Task to complete:
What this exercise calls for is an exact copy of the data.

Record set:
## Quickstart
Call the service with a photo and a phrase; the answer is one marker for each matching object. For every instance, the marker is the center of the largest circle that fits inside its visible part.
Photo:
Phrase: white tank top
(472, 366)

Task output:
## Quickstart
Call the service with a photo and a phrase; the answer is one marker for each matching object. For every instance, the marker is the center of the largest circle that fits inside its visible part.
Photo:
Phrase: white tank top
(472, 366)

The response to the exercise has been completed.